Exercise instructions:
Leave out the lines before the one with "Where can you see the truck windshield"; output that line and all remaining lines of the records exactly.
☆ ☆ ☆ ☆ ☆ ☆ ☆
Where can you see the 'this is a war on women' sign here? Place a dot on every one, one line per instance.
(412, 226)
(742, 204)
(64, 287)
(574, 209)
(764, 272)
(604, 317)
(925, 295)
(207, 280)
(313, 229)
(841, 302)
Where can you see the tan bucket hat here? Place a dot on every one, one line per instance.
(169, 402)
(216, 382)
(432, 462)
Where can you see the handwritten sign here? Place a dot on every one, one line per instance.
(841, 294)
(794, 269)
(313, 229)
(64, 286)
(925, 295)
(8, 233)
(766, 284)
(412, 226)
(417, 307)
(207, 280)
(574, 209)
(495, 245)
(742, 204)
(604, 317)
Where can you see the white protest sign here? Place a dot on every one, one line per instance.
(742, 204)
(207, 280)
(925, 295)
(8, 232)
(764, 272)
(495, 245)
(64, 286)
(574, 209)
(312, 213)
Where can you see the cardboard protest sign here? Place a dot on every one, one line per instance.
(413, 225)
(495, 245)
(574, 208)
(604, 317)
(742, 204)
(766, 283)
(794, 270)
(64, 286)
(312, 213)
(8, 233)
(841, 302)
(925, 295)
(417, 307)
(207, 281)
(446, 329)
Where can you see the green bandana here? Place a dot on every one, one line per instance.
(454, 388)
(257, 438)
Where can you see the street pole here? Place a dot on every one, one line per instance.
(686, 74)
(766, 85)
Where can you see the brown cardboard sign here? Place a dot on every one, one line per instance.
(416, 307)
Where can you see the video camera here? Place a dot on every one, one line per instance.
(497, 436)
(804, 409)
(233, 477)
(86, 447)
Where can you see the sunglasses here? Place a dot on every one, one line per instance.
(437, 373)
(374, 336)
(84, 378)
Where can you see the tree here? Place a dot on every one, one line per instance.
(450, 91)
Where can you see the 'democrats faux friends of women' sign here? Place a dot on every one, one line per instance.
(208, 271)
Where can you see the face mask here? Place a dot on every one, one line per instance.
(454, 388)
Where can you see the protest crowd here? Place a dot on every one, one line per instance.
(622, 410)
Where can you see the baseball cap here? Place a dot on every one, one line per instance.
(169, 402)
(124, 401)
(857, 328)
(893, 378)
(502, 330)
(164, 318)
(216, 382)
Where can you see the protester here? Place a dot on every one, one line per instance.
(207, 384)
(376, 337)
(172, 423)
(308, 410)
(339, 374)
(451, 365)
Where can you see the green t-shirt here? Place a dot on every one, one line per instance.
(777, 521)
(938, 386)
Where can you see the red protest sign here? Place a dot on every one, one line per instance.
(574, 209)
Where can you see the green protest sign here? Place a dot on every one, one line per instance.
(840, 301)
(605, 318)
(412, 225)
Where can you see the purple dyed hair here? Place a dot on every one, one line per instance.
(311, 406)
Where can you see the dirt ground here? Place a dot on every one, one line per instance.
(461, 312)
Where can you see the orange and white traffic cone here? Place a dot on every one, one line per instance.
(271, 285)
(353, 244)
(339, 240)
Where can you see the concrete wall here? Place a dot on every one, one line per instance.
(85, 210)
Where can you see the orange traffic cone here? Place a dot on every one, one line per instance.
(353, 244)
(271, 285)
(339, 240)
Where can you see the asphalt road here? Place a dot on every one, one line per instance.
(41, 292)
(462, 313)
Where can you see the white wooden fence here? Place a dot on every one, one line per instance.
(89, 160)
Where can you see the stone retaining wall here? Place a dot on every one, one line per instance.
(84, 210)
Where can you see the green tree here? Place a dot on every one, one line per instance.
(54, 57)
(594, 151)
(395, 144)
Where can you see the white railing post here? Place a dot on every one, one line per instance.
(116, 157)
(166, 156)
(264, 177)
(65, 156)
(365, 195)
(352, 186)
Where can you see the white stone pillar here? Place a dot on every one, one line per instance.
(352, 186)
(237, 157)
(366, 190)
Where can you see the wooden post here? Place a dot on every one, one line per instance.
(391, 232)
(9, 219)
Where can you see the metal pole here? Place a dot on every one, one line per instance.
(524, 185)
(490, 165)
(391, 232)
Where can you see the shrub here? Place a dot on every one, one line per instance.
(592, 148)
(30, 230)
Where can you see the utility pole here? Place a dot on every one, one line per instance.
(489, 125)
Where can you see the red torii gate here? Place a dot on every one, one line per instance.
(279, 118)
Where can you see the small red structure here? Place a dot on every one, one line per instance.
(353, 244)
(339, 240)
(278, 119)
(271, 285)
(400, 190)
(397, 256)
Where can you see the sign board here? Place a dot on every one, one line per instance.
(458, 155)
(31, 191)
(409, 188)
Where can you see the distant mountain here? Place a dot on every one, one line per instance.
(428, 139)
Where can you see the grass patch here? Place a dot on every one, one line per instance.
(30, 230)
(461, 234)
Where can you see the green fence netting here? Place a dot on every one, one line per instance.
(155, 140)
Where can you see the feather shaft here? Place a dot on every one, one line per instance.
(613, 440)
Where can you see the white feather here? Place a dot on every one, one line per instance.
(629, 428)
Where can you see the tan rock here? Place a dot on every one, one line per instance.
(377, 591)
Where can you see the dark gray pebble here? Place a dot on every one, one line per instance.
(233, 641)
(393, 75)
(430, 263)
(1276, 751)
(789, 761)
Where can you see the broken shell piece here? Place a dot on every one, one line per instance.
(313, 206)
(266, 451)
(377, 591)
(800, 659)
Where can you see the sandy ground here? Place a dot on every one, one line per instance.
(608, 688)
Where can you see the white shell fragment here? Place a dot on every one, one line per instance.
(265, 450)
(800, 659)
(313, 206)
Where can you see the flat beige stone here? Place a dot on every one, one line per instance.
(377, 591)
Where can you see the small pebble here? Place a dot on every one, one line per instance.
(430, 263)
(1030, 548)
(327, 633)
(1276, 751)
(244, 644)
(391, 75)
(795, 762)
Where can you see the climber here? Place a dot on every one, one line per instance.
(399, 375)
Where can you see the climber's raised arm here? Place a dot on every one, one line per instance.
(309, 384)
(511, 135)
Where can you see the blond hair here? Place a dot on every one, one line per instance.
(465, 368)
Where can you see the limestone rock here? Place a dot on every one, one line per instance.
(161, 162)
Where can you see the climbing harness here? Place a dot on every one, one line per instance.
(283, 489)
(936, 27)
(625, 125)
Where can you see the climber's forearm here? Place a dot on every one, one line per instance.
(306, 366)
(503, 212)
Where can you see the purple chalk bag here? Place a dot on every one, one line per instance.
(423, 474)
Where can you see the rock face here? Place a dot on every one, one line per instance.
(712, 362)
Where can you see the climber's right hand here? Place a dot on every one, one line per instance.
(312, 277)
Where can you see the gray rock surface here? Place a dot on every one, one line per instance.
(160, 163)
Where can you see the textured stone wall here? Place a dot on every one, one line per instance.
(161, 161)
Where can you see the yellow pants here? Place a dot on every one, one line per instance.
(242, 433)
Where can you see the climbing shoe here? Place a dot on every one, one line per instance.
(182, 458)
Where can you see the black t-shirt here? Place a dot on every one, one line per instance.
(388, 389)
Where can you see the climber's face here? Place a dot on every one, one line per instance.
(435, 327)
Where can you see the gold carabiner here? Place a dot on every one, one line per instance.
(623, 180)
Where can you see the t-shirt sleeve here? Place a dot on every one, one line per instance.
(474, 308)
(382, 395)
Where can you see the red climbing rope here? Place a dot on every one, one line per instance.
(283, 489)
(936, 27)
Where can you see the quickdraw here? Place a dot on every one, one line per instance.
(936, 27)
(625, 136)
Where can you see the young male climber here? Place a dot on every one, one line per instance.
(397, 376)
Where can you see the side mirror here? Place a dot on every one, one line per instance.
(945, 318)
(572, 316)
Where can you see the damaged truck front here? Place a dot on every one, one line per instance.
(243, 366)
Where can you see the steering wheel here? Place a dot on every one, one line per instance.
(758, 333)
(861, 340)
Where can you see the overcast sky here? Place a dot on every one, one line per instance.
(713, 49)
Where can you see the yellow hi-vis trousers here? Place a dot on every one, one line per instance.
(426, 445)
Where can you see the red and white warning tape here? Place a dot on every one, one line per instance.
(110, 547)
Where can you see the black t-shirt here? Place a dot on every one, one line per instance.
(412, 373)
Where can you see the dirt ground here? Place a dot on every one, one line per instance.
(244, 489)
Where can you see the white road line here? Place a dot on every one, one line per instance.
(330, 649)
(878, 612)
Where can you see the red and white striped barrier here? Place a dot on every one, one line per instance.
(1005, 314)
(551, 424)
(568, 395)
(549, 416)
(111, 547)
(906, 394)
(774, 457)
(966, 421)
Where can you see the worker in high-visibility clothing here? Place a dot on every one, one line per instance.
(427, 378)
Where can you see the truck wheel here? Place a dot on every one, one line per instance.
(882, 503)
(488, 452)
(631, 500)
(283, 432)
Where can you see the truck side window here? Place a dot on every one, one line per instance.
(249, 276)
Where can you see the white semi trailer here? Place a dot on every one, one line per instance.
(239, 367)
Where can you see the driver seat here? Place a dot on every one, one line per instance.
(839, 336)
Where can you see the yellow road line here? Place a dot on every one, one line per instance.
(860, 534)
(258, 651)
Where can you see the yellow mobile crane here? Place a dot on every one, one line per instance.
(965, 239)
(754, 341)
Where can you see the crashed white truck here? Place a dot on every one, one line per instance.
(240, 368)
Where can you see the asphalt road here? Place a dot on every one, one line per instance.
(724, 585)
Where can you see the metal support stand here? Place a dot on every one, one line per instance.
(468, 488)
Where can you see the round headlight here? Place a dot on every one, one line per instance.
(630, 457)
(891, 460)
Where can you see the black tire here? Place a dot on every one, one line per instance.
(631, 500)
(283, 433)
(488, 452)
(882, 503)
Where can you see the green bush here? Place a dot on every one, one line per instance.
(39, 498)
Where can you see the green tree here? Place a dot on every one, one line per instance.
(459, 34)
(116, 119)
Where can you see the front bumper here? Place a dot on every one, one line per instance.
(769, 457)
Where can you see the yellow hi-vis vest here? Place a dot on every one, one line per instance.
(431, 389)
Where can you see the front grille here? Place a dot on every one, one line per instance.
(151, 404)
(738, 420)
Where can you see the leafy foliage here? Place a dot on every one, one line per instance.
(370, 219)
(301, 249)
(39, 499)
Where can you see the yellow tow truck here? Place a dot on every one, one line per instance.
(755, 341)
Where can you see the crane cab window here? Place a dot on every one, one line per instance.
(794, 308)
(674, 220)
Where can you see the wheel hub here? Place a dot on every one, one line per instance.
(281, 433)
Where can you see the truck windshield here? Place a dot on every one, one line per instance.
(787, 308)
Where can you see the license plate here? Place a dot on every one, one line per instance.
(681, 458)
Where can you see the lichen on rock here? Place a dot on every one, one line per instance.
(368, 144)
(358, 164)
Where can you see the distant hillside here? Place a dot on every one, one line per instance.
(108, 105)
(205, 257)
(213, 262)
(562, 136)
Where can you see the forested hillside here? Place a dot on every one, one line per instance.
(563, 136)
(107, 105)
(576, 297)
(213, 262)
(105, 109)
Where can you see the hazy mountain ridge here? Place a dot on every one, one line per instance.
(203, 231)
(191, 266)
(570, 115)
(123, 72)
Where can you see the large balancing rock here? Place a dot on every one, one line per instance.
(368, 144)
☆ ☆ ☆ ☆ ☆ ☆ ☆
Output for this exercise:
Where can you see the truck windshield here? Place a dot on every one, one line per instance.
(787, 308)
Where can you see the license plate here? Place a dot on every one, one line per instance.
(681, 458)
Where can you see the lichen on rock here? Place a dot on every one, one line per instance.
(368, 144)
(358, 164)
Where can you see the distant hillside here? Place a dot on every one, one line per instance.
(108, 105)
(205, 257)
(213, 262)
(562, 136)
Where can you see the forested hillside here? Place a dot on every one, one line per instance.
(563, 136)
(107, 105)
(576, 297)
(213, 262)
(105, 109)
Where can you see the hazy mountain ridge here? Place a dot on every one, one line per instance.
(203, 231)
(191, 266)
(570, 115)
(123, 72)
Where can you see the large balancing rock here? Place a dot on every one, one line per instance.
(368, 144)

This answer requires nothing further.